[MATERIAL FOR THE TASK]

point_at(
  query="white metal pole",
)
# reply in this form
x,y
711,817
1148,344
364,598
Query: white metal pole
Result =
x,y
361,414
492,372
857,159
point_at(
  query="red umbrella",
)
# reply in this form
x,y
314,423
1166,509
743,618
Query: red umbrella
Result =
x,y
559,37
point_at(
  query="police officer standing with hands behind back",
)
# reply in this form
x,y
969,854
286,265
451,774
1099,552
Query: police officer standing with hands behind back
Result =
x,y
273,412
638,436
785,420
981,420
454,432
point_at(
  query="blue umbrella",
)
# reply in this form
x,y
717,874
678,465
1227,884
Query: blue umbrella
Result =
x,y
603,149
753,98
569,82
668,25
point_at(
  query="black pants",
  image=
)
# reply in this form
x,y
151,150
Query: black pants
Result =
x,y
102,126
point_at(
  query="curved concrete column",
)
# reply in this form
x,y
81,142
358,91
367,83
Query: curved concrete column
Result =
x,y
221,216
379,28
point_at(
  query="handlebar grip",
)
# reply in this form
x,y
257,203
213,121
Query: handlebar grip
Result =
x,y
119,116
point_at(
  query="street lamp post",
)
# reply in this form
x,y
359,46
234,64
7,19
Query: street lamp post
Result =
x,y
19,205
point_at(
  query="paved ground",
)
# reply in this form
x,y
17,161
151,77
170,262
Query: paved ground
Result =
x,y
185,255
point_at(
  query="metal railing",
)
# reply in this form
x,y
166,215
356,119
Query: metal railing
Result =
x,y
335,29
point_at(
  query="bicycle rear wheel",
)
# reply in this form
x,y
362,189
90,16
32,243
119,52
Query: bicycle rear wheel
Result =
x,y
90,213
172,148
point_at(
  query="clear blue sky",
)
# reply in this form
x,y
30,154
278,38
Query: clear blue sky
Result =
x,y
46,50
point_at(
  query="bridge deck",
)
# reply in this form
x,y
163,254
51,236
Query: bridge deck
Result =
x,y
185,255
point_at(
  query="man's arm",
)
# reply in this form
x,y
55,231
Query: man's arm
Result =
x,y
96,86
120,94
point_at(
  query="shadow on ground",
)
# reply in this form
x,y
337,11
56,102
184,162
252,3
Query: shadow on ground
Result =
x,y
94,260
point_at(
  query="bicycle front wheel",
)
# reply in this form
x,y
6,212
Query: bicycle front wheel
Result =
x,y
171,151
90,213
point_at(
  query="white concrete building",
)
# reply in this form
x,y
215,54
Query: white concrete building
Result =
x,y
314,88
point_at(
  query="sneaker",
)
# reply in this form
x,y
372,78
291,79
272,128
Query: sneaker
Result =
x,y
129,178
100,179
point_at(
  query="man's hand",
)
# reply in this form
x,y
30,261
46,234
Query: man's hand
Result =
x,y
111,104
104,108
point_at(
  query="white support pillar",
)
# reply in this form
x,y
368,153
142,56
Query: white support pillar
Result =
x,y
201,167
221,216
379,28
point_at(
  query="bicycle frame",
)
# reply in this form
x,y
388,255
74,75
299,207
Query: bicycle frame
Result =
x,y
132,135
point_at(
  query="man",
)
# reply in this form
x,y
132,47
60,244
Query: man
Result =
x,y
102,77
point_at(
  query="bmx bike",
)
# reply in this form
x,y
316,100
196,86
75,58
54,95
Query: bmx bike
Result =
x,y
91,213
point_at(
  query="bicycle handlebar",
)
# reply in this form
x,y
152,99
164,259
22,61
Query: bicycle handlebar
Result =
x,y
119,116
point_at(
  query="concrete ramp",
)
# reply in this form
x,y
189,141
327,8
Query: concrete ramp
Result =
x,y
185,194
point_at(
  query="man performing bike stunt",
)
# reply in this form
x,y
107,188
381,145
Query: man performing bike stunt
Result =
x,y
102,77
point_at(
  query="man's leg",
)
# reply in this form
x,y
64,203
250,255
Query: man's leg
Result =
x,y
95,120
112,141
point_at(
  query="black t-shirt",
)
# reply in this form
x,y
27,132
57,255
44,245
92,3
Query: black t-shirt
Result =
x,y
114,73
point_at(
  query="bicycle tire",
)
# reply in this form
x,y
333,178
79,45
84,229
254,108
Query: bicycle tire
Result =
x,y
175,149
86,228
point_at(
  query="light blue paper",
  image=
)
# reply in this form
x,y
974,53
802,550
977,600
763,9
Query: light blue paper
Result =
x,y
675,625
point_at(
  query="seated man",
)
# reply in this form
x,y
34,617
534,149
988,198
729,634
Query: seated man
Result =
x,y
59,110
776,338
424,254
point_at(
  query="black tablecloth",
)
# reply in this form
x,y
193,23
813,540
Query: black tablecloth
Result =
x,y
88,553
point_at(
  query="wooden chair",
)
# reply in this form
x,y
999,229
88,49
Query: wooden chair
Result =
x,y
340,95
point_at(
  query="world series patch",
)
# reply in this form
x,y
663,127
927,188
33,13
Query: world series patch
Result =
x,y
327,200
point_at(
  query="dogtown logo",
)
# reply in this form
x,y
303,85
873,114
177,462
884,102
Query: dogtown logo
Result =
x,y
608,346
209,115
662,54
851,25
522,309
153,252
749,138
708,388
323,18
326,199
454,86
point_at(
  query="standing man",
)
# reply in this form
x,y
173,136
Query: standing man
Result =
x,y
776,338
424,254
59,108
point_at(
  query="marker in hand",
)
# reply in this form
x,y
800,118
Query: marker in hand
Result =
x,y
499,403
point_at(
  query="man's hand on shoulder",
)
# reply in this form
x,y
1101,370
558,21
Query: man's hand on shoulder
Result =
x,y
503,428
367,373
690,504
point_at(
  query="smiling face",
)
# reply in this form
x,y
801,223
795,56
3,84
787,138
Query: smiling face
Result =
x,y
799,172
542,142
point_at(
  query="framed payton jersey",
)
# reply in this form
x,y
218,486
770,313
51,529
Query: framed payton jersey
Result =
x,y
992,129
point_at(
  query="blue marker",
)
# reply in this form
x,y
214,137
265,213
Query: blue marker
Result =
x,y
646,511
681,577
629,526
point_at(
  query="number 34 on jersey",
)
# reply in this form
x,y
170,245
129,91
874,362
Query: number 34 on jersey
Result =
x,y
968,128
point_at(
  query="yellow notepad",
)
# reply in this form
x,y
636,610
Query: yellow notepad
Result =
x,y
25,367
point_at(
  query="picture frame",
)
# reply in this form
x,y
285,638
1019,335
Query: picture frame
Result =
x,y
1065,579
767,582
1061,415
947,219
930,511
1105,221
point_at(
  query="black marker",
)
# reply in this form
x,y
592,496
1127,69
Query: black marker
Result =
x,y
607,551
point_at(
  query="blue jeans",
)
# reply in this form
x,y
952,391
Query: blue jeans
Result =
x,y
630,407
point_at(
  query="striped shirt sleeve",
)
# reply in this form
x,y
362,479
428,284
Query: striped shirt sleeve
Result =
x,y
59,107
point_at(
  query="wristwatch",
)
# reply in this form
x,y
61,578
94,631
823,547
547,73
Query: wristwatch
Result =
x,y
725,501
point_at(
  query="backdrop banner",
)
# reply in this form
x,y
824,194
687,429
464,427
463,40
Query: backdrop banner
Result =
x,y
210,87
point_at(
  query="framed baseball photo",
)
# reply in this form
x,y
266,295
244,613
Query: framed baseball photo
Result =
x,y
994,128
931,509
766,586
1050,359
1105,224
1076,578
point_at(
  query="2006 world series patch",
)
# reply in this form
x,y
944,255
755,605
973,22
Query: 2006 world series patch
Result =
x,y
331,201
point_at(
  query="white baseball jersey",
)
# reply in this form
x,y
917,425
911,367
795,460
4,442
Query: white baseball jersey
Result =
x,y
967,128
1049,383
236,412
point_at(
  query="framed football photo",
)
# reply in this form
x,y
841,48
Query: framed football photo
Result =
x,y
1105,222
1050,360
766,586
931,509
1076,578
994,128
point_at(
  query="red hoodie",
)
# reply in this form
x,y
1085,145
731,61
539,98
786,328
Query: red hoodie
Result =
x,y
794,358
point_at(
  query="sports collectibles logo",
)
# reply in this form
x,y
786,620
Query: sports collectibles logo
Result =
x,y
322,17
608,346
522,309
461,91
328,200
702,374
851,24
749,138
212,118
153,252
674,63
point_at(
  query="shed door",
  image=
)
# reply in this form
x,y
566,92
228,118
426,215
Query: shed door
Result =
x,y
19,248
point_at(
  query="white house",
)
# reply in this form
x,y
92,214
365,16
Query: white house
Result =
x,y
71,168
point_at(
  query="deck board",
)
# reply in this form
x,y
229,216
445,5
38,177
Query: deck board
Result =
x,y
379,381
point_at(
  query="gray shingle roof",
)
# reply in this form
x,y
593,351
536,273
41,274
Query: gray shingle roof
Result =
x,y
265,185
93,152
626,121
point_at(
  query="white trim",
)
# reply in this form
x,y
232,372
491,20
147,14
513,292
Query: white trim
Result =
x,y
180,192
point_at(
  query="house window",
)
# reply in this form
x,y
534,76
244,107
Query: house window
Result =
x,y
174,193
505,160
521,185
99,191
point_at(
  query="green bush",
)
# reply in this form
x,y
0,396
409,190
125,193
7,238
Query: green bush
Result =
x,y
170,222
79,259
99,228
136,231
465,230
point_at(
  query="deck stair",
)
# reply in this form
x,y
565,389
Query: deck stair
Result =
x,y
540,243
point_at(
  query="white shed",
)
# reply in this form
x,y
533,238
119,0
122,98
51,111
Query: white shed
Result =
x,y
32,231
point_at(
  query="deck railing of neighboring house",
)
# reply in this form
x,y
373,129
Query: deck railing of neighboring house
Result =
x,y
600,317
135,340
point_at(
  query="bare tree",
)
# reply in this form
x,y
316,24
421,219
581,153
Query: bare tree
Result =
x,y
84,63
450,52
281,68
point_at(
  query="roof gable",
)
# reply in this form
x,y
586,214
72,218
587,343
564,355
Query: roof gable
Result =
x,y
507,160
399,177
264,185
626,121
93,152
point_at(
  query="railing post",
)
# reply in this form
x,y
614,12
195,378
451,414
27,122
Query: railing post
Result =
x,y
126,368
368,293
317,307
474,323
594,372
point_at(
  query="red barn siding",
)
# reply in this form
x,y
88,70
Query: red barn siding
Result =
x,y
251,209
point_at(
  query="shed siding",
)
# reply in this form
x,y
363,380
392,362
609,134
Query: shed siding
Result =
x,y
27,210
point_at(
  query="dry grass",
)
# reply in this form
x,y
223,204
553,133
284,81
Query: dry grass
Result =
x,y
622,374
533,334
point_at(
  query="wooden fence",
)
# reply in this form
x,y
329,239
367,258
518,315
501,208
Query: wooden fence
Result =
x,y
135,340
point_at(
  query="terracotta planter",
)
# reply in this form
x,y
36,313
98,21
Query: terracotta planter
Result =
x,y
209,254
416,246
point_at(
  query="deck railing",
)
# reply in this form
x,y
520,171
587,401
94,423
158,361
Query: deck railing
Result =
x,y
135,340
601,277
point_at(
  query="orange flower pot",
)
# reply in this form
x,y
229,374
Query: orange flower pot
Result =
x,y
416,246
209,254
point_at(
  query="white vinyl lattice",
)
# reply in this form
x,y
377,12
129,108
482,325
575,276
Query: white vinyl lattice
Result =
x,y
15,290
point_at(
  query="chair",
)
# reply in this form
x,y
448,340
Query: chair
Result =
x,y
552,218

[/MATERIAL FOR THE TASK]

(WORK TASK) Please return every line from the material above where the string "pants" occurs.

(SOLUTION FOR THIS TASK)
  query="black pants",
Query: black pants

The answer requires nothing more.